— MATERIAL SHOWN —

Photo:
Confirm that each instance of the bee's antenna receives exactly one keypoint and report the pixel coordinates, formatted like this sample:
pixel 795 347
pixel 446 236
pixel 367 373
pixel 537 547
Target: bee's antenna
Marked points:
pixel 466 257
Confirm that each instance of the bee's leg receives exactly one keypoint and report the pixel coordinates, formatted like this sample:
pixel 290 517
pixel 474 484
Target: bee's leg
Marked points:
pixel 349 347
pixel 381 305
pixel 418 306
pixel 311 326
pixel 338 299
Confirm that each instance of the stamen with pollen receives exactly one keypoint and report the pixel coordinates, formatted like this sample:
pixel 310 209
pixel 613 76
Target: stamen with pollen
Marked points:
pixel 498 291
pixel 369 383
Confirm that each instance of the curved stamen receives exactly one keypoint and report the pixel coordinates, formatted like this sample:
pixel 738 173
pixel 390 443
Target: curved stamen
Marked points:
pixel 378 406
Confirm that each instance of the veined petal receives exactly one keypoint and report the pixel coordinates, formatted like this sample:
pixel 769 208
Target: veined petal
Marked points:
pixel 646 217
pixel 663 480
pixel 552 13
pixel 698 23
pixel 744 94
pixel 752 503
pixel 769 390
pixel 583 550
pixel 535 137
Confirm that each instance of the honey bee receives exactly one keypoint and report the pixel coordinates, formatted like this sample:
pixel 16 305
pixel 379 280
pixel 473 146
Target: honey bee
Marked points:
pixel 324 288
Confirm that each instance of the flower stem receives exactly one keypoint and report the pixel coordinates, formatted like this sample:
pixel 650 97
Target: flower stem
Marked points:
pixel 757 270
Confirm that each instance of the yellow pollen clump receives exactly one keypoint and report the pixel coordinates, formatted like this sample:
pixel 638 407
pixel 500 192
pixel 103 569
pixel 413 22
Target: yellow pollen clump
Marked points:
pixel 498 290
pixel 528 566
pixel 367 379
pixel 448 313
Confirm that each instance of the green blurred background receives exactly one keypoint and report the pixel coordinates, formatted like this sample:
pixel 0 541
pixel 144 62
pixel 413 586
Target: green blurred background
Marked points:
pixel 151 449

— REQUIRED WORK —
Render every line above as a Markdown table with columns "Row" and "Line", numbering the rows and leaving out blank lines.

— CORRECT OUTPUT —
| Row | Line |
|---|---|
| 1 | Photo: |
| 2 | Confirm that each instance of the bee's antenna receives exactly one keypoint and report the pixel coordinates, formatted like this sample: |
| 3 | pixel 795 347 |
| 4 | pixel 446 236 |
| 5 | pixel 367 373 |
| 6 | pixel 537 547 |
| 7 | Target: bee's antenna |
| 8 | Marked points: |
| 9 | pixel 466 257 |
| 10 | Confirm that each instance of the bee's leg receives exactly one keypoint and report the pixel coordinates, formatted like this sample: |
| 11 | pixel 290 517 |
| 12 | pixel 474 484 |
| 13 | Target: bee's leg |
| 14 | Marked points: |
| 15 | pixel 349 347 |
| 16 | pixel 381 305 |
| 17 | pixel 418 306 |
| 18 | pixel 311 326 |
| 19 | pixel 338 299 |
| 20 | Confirm that each instance of the stamen with pollen receives exactly one keypoint and report the pixel coordinates, formatted like this sample: |
| 21 | pixel 310 209 |
| 22 | pixel 613 76 |
| 23 | Target: stamen with pollen |
| 24 | Marked points: |
| 25 | pixel 498 291 |
| 26 | pixel 369 383 |
| 27 | Confirm that each instance of the curved stamen receives exactly one keypoint and report the pixel coordinates, formatted like this sample: |
| 28 | pixel 738 173 |
| 29 | pixel 390 443 |
| 30 | Target: curved stamen |
| 31 | Marked points: |
| 32 | pixel 378 406 |
| 33 | Confirm that each instance of the veined petal receives exactly one keypoint and report the pixel coordinates, formatted like this sample: |
| 34 | pixel 769 208 |
| 35 | Target: veined petal |
| 36 | Marked points: |
| 37 | pixel 646 217 |
| 38 | pixel 663 480 |
| 39 | pixel 552 13 |
| 40 | pixel 698 23 |
| 41 | pixel 744 94 |
| 42 | pixel 752 503 |
| 43 | pixel 769 390 |
| 44 | pixel 583 550 |
| 45 | pixel 535 137 |
| 46 | Confirm that each instance of the honey bee receives exactly one keypoint and report the pixel coordinates, formatted like this sample: |
| 47 | pixel 16 305 |
| 48 | pixel 379 280 |
| 49 | pixel 473 146 |
| 50 | Target: honey bee |
| 51 | Marked points: |
| 52 | pixel 324 288 |
| 53 | Confirm that each instance of the flower stem receives exactly one keypoint and report the pixel coordinates, formatted like this sample: |
| 54 | pixel 650 97 |
| 55 | Target: flower stem |
| 56 | Marked points: |
| 57 | pixel 757 270 |
| 58 | Confirm that each instance of the yellow pollen clump receives exactly one keypoint and report the pixel coordinates, formatted like this sample: |
| 59 | pixel 638 407 |
| 60 | pixel 500 192 |
| 61 | pixel 103 569 |
| 62 | pixel 413 22 |
| 63 | Target: yellow pollen clump |
| 64 | Marked points: |
| 65 | pixel 498 290 |
| 66 | pixel 528 566 |
| 67 | pixel 367 379 |
| 68 | pixel 448 313 |
| 69 | Confirm that each instance of the green blurred background receives exactly one keypoint and report the pixel coordinates, formatted like this sample: |
| 70 | pixel 0 541 |
| 71 | pixel 144 62 |
| 72 | pixel 413 586 |
| 73 | Target: green blurred background |
| 74 | Marked points: |
| 75 | pixel 151 449 |